Austrian inventor and industrialist

Paul Schwarzkopf (13 April 1886 – 27 December 1970) was an Austrian inventor and industrialist. Schwarzkopf is also credited with pioneering powder metallurgy.

== Career ==
After studying technical sciences in Prague (where he also became active with the Corps Austria, but later left) and Berlin, Schwarzkopf succeeded in inventing the drawn tungsten filament in 1911 in the Italian light bulb factory Lampada Zeta in Alpignano near Turin. This ductile thread was industrially manufactured in 1913 in a company founded by Schwarzkopf and his partner Karl Chvalov in Berlin. During World War I, Schwarzkopf first served in a Bohemian regiment, then went to the reserve officer school in Innsbruck in Tyrol, and then to the southern front.

From 1909, he was a partner in the Deutsche Filament Factory in Berlin. In 1920, with his friend Richard Kurtz, he founded the Naamlooze Vennootschap Vereenigte Draadfabricken (NVVD) in Nijmegen, Netherlands for the production of tungsten wire. Thanks to the Reutte lawyer Hermann Stern, in 1922, he persuaded Schwarzkopf to establish the Plansee metal works.

After the Anschluss, his assets were confiscated by the National Socialists, and the Plansee company was aryanized and the ownership was given to Deutsche Edelstahlwerke (DEW). Since he was a Jew, according to the Nuremberg Laws, he had to immigrate together with his family and moved to the USA. In 1947, he and his family returned to Austria and filed a restitution request for the company as well as claims for compensation for the stolen private properties, which was granted in 1952.

== Personal life ==
He married Emma Sophia Gebauer and bore a son, Wilhelm (1907–1954) and son, Hans Heinrich (1913-1991). In 1930, he also married Maria Mondini and they gave birth to a son, Walter Max (1931–1978).

Schwarzkopf died in his home in Reutte in 1970.

== Honors ==

- In 1955, he received the Wilhelm Exner Medal.
- In 1956, he was appointed honorary senator of the University of Innsbruck.

*PROVIDED DATA*:
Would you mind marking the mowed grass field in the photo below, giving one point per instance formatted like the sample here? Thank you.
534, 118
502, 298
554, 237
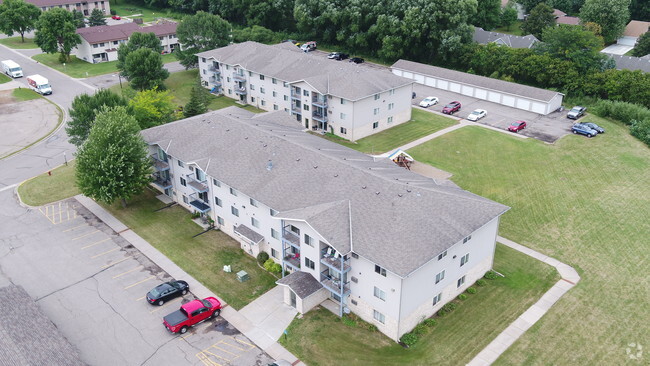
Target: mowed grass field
583, 201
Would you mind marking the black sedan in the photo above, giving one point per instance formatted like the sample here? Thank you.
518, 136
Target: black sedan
167, 291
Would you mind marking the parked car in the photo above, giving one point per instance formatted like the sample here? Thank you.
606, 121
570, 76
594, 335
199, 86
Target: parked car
576, 112
594, 126
583, 129
477, 114
451, 108
191, 314
167, 291
428, 102
517, 126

*DIRECTIVES*:
**a)** Decide whether each statement below agrees with the biography of Paul Schwarzkopf. Answer yes or no for each, and quote the deciding words of the biography. (i) Schwarzkopf invented the drawn tungsten filament in 1911 at a light bulb factory near Turin. (ii) The restitution request for the company was granted in 1947. (iii) Schwarzkopf was appointed honorary senator of the University of Innsbruck in 1955.
**b)** Write down the passage of the biography of Paul Schwarzkopf starting with "Paul Schwarzkopf (13" and going on through "the southern front.".

*ANSWERS PER TASK*:
**a)**
(i) Yes: "Schwarzkopf succeeded in inventing the drawn tungsten filament in 1911 in the Italian light bulb factory Lampada Zeta in Alpignano near Turin."
(ii) No: "which was granted in 1952."
(iii) No: "In 1956, he was appointed honorary senator of the University of Innsbruck."

**b)**
Paul Schwarzkopf (13 April 1886 – 27 December 1970) was an Austrian inventor and industrialist. Schwarzkopf is also credited with pioneering powder metallurgy.

== Career ==
After studying technical sciences in Prague (where he also became active with the Corps Austria, but later left) and Berlin, Schwarzkopf succeeded in inventing the drawn tungsten filament in 1911 in the Italian light bulb factory Lampada Zeta in Alpignano near Turin. This ductile thread was industrially manufactured in 1913 in a company founded by Schwarzkopf and his partner Karl Chvalov in Berlin. During World War I, Schwarzkopf first served in a Bohemian regiment, then went to the reserve officer school in Innsbruck in Tyrol, and then to the southern front.